Verilen metin:
####
Olağanüstü Halden Diktatörlüğe Terörle Mücadele”

2004 yılında yayımlanan kitabı, İmge yayınları 2009 yılında Türkçeye kazandırmış. Yaklaşık 13 yıl önce yayımlanmış bir yayını kitaplığımıza almamızın nedeni ise, olağanüstü hal, hukuk devleti, terörle mücadele ve diktatörlük kavramlarının şu aralar ülkemizde son derece güncel olması ve kamuoyunda yoğun biçimde tartışılması. Ancak konu kuramsal çerçevede ve karşılaştırmalı olarak pek tartışılmıyor, tartışmalar daha çok OHAL uygulamalarına karşı nasıl pratikler geliştirilmesi gerektiği yönünde.

Oysa “hukuk düzeni, olağanüstü usulleri ve hukuk dışılıkları da kapsar mı? Olağanüstü hal olarak kavramlaşan hukuk dışılık hukuk düzeninin içinde midir? dışında mı? Olağaüstü hal ilanına ve gerekliliğine kim karar verir? Sınırlarını kim belirler?” soruları uzun yıllardır hukuk ve siyaset kuramı üzerine kafa yoran çeşitli kuramcıların ilgi alanında ve pek çok kavramın paradoksal biçimde ele alınmak zorunda kalınması sebebiyle konunun ilgi çekici bir cazibesi var. Bu anlamda kitabın gerek olağanüstülük kapsamında bir yandan dünya uygulamalarına yer vermesi, öte yandan konunun kuramsal boyutunu da tartışmaya çalışması, OHAL tartışmalarına farklı bir boyuttan bakmamızı sağlayabilir.

Konunun kuramsal boyutunu göz ardı etsek bile, kitapta asıl şaşırtıcı olan, günümüz Türkiyesinde hukuk alanında yaşananlara bakıldığında, kısaca “hukuksuzluk” diye tarif edebileceğimiz pek çok uygulama ve kısıtlamanın, neredeyse birebir bir şekilde çok daha önceden ABD ve AB ülkelerinde uygulandığını ve halen uygulanmakta olduğunu görmek olacaktır. Hatta yazarın devlet toplum ilişkilerinde hukuk ve yargının aldığı pozisyonu tartıştırırken çeşitli ülkelerden verdiği örnekler ve bu örneklerin günümüz Türkiye’siyle benzerlikleri, batı demokrasisi hayranı bazı okuyucuları hayal kırıklığına da uğratabilir.
####
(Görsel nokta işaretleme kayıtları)
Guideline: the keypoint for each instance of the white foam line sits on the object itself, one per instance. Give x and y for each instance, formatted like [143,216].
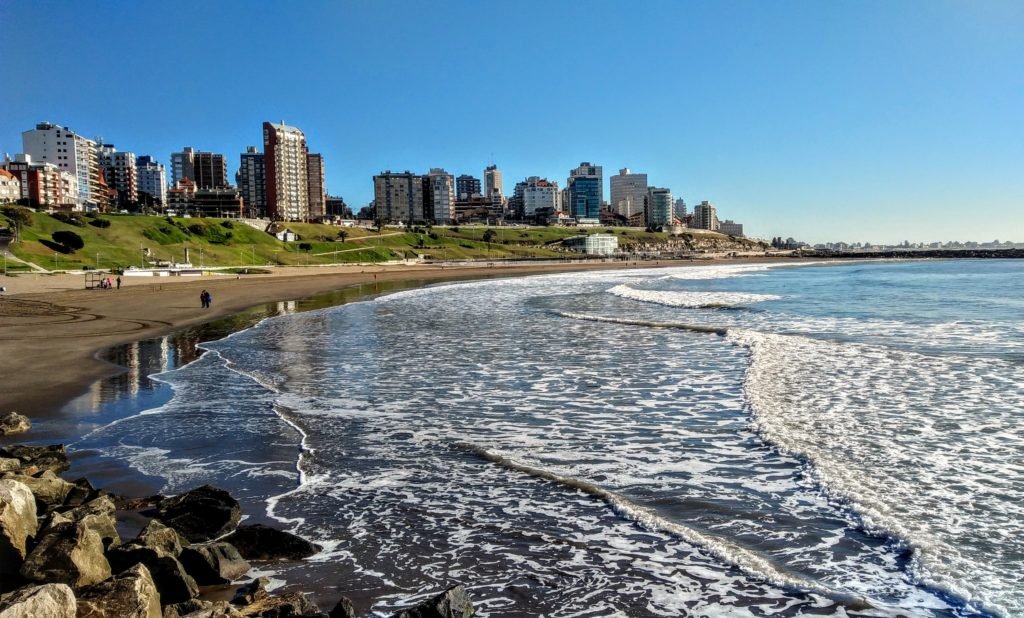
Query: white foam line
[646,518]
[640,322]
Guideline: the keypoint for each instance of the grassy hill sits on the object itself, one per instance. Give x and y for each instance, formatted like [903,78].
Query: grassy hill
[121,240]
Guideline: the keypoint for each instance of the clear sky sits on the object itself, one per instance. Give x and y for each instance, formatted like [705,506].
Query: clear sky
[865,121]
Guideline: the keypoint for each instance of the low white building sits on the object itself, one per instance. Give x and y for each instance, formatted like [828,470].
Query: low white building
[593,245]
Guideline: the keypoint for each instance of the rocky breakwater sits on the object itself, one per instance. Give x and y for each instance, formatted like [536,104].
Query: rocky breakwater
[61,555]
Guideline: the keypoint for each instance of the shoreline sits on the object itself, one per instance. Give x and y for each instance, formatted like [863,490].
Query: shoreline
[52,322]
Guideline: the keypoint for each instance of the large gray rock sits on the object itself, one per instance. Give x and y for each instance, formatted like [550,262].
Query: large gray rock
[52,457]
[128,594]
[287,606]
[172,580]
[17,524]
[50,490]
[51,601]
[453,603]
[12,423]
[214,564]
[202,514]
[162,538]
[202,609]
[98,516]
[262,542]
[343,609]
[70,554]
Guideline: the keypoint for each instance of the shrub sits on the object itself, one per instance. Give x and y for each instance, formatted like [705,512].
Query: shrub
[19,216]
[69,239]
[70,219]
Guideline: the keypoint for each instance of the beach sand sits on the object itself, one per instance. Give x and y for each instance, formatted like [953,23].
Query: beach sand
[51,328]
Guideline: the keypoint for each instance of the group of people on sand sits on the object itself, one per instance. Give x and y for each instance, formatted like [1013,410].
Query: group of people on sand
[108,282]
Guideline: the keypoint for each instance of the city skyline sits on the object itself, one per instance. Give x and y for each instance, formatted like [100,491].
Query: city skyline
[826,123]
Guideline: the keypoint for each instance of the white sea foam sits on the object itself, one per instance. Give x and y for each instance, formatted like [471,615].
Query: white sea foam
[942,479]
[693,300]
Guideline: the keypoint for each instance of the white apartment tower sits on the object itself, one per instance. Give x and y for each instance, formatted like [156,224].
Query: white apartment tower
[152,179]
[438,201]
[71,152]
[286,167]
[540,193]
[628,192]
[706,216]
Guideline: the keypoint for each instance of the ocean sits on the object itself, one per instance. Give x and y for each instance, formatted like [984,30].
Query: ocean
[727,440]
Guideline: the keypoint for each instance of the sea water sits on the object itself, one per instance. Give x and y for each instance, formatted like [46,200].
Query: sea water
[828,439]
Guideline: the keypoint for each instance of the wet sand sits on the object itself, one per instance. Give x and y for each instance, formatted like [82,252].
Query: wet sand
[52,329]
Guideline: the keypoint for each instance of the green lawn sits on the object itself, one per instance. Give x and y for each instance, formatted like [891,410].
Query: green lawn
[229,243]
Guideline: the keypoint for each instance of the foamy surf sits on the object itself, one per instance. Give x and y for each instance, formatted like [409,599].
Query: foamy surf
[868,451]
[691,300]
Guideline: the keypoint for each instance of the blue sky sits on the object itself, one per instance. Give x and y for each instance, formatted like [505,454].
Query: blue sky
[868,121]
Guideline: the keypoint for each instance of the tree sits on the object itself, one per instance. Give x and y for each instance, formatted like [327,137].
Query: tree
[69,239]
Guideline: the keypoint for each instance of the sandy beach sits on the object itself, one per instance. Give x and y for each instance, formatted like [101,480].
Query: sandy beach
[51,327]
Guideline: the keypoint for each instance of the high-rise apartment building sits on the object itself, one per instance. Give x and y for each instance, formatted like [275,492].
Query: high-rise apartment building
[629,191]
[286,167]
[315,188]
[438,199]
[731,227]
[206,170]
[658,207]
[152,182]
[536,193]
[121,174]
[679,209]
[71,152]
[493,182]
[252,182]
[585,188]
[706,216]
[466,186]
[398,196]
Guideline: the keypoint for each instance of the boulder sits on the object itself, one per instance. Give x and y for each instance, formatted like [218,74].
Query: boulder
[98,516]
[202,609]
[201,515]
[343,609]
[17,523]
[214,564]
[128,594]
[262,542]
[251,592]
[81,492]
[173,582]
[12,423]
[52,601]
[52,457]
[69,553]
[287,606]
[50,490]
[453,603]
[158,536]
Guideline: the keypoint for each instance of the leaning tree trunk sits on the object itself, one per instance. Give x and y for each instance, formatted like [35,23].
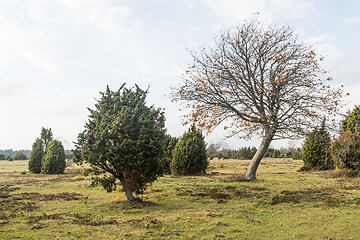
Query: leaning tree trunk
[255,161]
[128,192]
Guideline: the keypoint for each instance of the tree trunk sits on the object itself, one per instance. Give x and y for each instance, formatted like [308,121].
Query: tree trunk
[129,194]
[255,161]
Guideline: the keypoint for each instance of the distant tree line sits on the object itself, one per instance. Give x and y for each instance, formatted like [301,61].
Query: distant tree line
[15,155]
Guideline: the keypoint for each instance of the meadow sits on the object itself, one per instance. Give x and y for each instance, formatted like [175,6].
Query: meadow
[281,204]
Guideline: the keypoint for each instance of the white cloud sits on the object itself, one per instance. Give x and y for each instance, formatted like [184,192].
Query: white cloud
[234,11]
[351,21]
####
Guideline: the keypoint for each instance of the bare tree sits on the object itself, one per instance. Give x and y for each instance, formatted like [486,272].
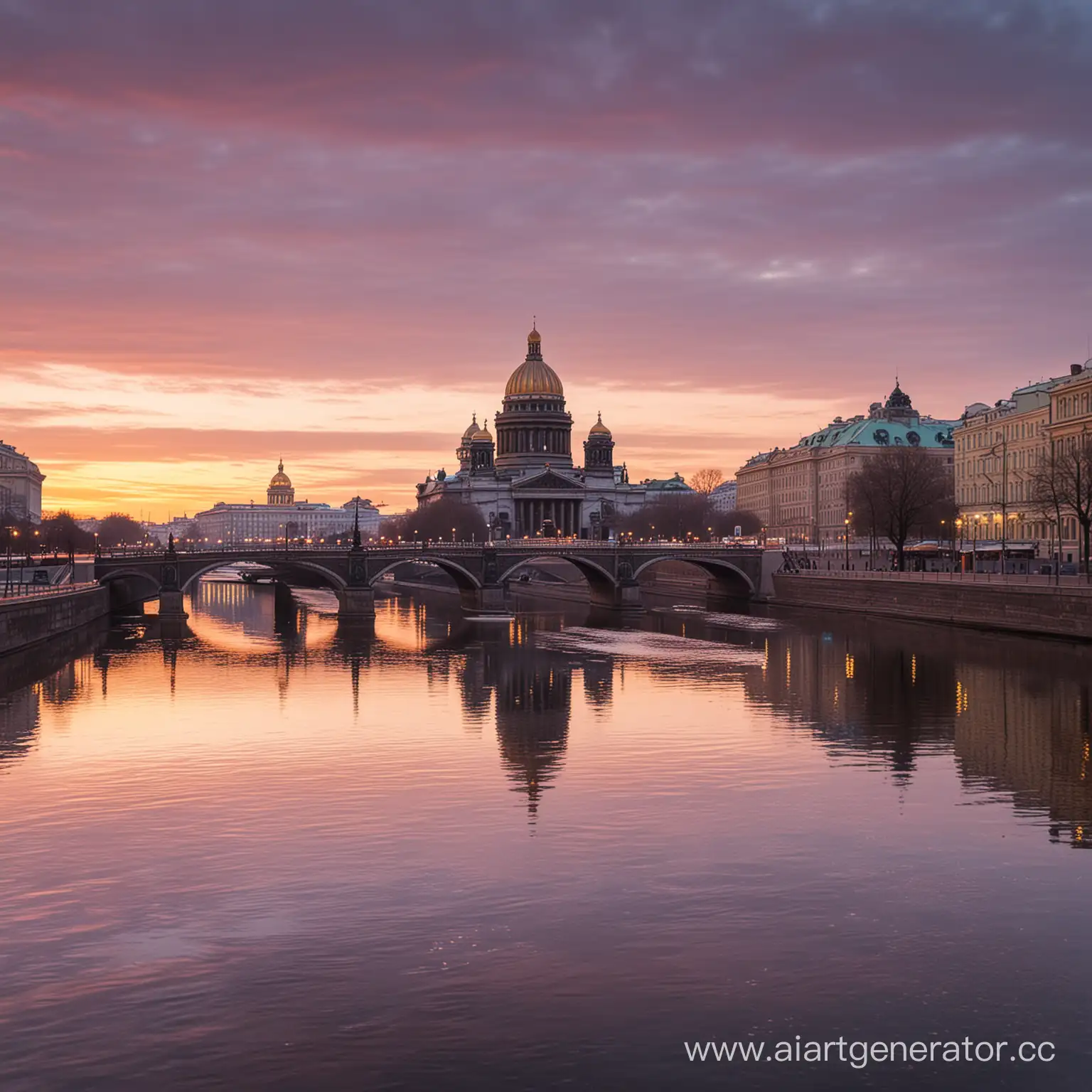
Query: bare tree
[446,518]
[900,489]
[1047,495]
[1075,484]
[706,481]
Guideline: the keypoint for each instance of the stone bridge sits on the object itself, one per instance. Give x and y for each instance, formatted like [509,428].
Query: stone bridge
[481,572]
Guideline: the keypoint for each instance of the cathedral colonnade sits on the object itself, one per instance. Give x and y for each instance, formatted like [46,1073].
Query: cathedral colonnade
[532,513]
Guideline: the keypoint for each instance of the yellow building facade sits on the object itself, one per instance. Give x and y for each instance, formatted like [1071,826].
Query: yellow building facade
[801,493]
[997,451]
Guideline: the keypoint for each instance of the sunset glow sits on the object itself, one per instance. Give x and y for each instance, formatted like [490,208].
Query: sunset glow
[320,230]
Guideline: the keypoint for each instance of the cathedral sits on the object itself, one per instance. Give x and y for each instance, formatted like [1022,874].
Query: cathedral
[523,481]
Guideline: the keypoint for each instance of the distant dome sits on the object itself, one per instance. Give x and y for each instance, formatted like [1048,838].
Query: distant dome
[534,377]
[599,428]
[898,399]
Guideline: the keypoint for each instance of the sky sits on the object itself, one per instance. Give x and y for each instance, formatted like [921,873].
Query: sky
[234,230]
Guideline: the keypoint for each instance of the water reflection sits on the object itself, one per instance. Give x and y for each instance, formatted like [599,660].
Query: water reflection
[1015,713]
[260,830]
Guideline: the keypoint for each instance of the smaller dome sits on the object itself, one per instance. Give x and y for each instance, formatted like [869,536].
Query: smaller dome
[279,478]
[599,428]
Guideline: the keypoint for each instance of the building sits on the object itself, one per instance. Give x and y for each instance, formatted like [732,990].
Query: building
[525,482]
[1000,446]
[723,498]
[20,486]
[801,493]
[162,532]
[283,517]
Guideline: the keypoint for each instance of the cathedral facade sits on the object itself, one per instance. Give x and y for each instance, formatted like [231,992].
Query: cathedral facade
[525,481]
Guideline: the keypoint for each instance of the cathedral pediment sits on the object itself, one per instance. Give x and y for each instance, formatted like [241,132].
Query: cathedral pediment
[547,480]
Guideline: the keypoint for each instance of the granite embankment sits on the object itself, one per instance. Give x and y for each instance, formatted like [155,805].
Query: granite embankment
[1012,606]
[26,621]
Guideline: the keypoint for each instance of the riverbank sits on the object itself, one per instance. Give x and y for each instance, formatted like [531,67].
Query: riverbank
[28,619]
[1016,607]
####
Yönergeler:
**a.** OHAL kitabını tanıtan metinde "Konunun kuramsal boyutunu göz" sözlerinden başlayıp aşağıya doğru "kırıklığına da uğratabilir." sözlerine kadar olan bölümün tamamını hiç değiştirmeden kopyalayın.
**b.** OHAL kitabını tanıtan metne göre kitabı Türkçeye hangi yayınevi kazandırmış?

Çözüm listesi:
**a.**
Konunun kuramsal boyutunu göz ardı etsek bile, kitapta asıl şaşırtıcı olan, günümüz Türkiyesinde hukuk alanında yaşananlara bakıldığında, kısaca “hukuksuzluk” diye tarif edebileceğimiz pek çok uygulama ve kısıtlamanın, neredeyse birebir bir şekilde çok daha önceden ABD ve AB ülkelerinde uygulandığını ve halen uygulanmakta olduğunu görmek olacaktır. Hatta yazarın devlet toplum ilişkilerinde hukuk ve yargının aldığı pozisyonu tartıştırırken çeşitli ülkelerden verdiği örnekler ve bu örneklerin günümüz Türkiye’siyle benzerlikleri, batı demokrasisi hayranı bazı okuyucuları hayal kırıklığına da uğratabilir.

**b.** İmge yayınları